• YOUR INSTRUCTIONS
Records follow. Pull out every line that contains "water".
GIVEN DATA Block Start
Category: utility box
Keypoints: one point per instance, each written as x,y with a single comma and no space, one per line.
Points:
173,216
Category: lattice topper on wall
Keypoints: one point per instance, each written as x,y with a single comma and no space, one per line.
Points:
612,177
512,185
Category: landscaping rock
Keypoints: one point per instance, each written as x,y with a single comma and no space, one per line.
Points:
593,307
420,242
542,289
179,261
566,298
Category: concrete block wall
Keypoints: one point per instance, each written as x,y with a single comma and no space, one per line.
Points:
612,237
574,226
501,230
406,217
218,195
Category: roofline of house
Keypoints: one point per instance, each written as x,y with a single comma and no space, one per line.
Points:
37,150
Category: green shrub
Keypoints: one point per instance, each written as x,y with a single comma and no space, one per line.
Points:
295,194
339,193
GIVEN DATA Block End
GIVEN DATA Block Start
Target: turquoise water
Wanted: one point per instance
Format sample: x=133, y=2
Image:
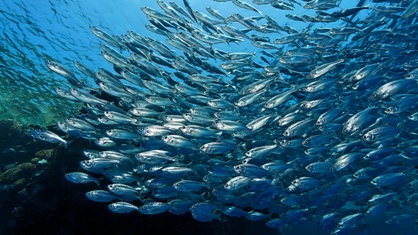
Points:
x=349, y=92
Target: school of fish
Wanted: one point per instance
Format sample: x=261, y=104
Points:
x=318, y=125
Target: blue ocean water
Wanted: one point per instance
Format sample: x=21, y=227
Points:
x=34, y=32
GIVEN DATA Block End
• EXPECTED ANSWER
Target: turquoise water
Target: blue ocean water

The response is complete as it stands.